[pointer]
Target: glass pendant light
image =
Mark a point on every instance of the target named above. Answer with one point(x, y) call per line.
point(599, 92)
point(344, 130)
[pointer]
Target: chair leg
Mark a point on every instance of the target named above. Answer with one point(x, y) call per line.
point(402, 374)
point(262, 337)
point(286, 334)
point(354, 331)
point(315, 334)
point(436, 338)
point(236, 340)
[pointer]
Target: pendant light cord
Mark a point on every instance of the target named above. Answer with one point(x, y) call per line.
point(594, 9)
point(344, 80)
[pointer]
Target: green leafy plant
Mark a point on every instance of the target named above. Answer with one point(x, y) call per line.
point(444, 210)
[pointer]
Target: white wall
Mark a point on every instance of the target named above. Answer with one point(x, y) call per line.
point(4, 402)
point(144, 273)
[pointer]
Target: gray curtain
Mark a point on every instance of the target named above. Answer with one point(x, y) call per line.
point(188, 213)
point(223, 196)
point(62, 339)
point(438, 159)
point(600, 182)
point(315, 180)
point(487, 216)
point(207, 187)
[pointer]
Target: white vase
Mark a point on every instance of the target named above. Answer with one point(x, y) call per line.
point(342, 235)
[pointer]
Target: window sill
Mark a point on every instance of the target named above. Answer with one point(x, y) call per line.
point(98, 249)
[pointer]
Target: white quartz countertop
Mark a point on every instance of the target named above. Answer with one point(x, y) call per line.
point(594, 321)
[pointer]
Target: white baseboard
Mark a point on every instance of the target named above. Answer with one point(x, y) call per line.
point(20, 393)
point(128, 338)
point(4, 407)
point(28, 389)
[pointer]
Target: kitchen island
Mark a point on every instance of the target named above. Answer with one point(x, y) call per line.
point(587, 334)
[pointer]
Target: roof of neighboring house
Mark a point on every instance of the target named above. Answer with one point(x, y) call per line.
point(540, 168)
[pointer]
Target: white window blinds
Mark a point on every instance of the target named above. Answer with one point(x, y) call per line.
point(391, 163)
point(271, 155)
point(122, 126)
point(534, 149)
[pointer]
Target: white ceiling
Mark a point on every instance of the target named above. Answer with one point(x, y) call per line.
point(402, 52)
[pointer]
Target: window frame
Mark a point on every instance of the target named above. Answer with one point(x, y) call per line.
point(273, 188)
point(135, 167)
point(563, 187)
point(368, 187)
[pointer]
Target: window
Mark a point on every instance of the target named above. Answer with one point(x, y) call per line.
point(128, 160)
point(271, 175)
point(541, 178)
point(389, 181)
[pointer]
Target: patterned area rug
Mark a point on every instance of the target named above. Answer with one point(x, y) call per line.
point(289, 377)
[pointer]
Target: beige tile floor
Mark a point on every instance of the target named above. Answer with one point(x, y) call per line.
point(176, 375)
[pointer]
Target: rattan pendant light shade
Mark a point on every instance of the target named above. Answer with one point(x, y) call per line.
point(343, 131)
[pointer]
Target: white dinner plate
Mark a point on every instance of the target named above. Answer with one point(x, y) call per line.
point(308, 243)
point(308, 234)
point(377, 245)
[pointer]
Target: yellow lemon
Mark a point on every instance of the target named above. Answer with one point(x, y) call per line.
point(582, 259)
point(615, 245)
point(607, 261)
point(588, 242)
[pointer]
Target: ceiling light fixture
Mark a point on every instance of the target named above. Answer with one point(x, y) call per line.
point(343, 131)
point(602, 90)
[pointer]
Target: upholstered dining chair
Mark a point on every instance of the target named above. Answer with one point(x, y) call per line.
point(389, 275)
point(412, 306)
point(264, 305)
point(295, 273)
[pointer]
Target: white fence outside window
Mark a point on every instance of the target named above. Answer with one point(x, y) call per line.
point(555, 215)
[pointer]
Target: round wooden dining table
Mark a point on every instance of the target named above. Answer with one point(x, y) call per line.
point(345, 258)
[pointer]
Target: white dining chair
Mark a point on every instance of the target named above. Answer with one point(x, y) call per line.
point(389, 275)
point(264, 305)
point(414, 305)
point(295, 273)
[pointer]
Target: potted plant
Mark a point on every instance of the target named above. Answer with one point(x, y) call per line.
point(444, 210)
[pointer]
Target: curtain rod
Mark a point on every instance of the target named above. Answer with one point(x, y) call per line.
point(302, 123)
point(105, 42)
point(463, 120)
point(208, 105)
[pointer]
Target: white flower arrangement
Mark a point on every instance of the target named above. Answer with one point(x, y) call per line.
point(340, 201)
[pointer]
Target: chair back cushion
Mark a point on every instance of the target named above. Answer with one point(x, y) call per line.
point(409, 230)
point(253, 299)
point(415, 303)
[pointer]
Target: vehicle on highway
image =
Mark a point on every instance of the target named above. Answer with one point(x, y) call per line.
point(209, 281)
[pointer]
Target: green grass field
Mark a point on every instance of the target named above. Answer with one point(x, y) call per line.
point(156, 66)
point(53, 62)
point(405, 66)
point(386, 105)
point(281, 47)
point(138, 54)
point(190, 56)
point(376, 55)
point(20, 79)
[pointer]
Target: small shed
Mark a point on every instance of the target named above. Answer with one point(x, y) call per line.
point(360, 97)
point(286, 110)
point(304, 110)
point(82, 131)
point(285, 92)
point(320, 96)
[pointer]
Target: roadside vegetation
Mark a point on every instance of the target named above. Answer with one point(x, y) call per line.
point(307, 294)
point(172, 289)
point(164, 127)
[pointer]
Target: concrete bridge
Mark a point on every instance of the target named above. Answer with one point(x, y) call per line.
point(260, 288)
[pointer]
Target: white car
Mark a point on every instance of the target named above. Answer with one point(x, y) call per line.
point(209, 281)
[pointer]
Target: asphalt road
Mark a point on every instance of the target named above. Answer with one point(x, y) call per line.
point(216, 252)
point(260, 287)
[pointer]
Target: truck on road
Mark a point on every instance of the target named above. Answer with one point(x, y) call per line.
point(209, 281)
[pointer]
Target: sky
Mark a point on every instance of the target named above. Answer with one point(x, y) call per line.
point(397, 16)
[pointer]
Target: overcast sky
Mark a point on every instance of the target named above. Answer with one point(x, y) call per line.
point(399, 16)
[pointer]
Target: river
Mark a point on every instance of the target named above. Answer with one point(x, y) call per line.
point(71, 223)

__Written problem__
Can you rewrite all the lines above, replacing "every instance" with "each instance" wherever it occurs and leaving everything else unchanged?

__Task solution__
[pointer]
Target: glass pendant light
image =
Mark a point on each instance of the target named above. Answer with one point(x, y) call per line.
point(599, 92)
point(344, 130)
[pointer]
Target: chair leg
Mark a point on each instance of the target named above. Answer with one point(x, y) call per line.
point(402, 374)
point(262, 337)
point(286, 334)
point(354, 331)
point(315, 334)
point(436, 338)
point(236, 340)
[pointer]
Target: pendant light cord
Mark a point on each instance of the target named above. Answer with one point(x, y) call per line.
point(594, 9)
point(344, 80)
[pointer]
Target: green leafy plant
Mark a point on each instance of the target named above. Answer with one point(x, y) call per line.
point(444, 210)
[pointer]
Target: white wall
Mark a point on each instance of the target named above. Answer with one point(x, y) call per line.
point(4, 402)
point(144, 273)
[pointer]
Target: gray curtain
Mark a point on each instance of the target named above. Answer with one point(x, y) call per line.
point(188, 213)
point(223, 196)
point(62, 339)
point(438, 159)
point(600, 182)
point(315, 180)
point(487, 216)
point(207, 187)
[pointer]
Target: white vase
Mark a point on each instance of the target named above. Answer with one point(x, y) call per line.
point(342, 235)
[pointer]
Target: window sill
Mark a point on each instance of the target named above. Answer with one point(x, y) call per line.
point(98, 249)
[pointer]
Target: white quartz countertop
Mark a point on each instance of the target named above. Answer with one point(x, y) call per line.
point(594, 321)
[pointer]
Target: white baseboard
Mark a point on each instance of the target named above. Answer with one point(x, y) call per line.
point(20, 393)
point(128, 338)
point(4, 407)
point(28, 389)
[pointer]
Target: kitchen island
Mark a point on each instance of the target named above. Answer with one point(x, y) call per line.
point(587, 334)
[pointer]
Target: roof of neighboring house
Mark a point on each instance of the target named above. Answer with one point(x, y) call per line.
point(540, 168)
[pointer]
Target: white window blinds
Mark a point on each instance of the target named above. Answer with one point(x, y) call per line.
point(391, 163)
point(271, 155)
point(122, 126)
point(534, 149)
[pointer]
Target: white ceiling
Mark a point on each instance of the target named above. Answer with one point(x, y) call per line.
point(402, 52)
[pointer]
Target: window frame
Mark a point on each instance of the target named above. Answer with one point(x, y) call per line.
point(273, 188)
point(135, 167)
point(563, 187)
point(368, 187)
[pointer]
Target: window
Mark a point on each instance of the target named above. Answer with one point(x, y) call per line.
point(128, 160)
point(271, 175)
point(541, 178)
point(389, 181)
[pointer]
Target: patterned area rug
Mark a point on each instance of the target named above. Answer with one point(x, y) call per line.
point(289, 377)
[pointer]
Target: beige tile floor
Mark a point on each instance of the target named above. Answer with one point(x, y) call per line.
point(176, 375)
[pointer]
Target: rattan pendant light shade
Mark a point on each instance of the target named above. Answer with one point(x, y) call per line.
point(343, 131)
[pointer]
Target: white dinner plate
Mark a point on each instance of the target named above. Answer with one point(x, y) call per line.
point(308, 243)
point(308, 234)
point(377, 245)
[pointer]
Target: yellow lemon
Mark a point on each instance of the target named above. Answer with one point(x, y) call per line.
point(582, 259)
point(615, 245)
point(607, 261)
point(588, 242)
[pointer]
Target: ceiling light fixture
Mark a point on each instance of the target named above. Answer with one point(x, y) call per line.
point(343, 131)
point(602, 90)
[pointer]
Target: upholstered dining chair
Mark a point on each instance of the target named above. Answer with one point(x, y) call per line.
point(389, 275)
point(412, 306)
point(264, 305)
point(295, 273)
[pointer]
Target: white fence outside window
Mark a point on each instance of the target named above. Answer with one point(x, y) call per line.
point(555, 215)
[pointer]
Target: round wooden dining table
Mark a point on each instance of the target named above. Answer with one point(x, y) call per line.
point(345, 258)
[pointer]
Target: white dining chair
Mark a point on each instance of the target named above. Answer with one point(x, y) call per line.
point(389, 275)
point(264, 305)
point(414, 305)
point(295, 273)
[pointer]
Target: potted plant
Mark a point on each instance of the target named above. Answer with one point(x, y) call per line.
point(444, 210)
[pointer]
Target: curtain rod
Mark a point on each instance of the target named above. Answer with one point(x, y) call per line.
point(302, 123)
point(105, 42)
point(463, 120)
point(208, 105)
[pointer]
Target: white flower arrangement
Mark a point on each instance of the target named above. Answer with one point(x, y) call per line.
point(340, 201)
[pointer]
Target: chair back cushion
Mark a point on each instance of the target named above. Answer with one point(x, y) call per line.
point(409, 230)
point(253, 299)
point(415, 303)
[pointer]
Target: vehicle on highway
image =
Mark a point on each instance of the target named above. Answer with one point(x, y) call per line.
point(209, 281)
[pointer]
Target: green grass field
Mark a point on each instance of the target named above. Answer with one point(x, y) call per line.
point(156, 66)
point(53, 62)
point(405, 66)
point(386, 105)
point(281, 47)
point(138, 54)
point(190, 56)
point(376, 55)
point(20, 79)
[pointer]
Target: small shed
Mark a point on each instance of the target named above. Answer with one point(x, y) call per line.
point(360, 97)
point(286, 110)
point(304, 110)
point(82, 131)
point(285, 92)
point(320, 96)
[pointer]
Target: roadside vegetation
Mark a point on each instance of the target named above. Answer with one point(x, y) call per line.
point(307, 294)
point(172, 289)
point(164, 127)
[pointer]
Target: concrete bridge
Mark a point on each instance of the target named above. Answer with one point(x, y) call per line.
point(260, 288)
[pointer]
Target: white car
Mark a point on each instance of the target named above. Answer with one point(x, y) call per line.
point(209, 281)
[pointer]
Target: asphalt road
Mark a point on each instance of the target named above. Answer with one point(x, y) call per line.
point(216, 252)
point(260, 287)
[pointer]
Target: truck on road
Mark a point on each instance of the target named above. Answer with one point(x, y) call per line.
point(209, 281)
[pointer]
Target: sky
Mark a point on each instance of the target named above. Answer with one point(x, y) call per line.
point(397, 16)
[pointer]
Target: overcast sky
Mark a point on each instance of the target named above. Answer with one point(x, y) call per line.
point(399, 16)
[pointer]
Target: river
Mark a point on each instance of the target named above. Answer with one point(x, y) call per line.
point(71, 223)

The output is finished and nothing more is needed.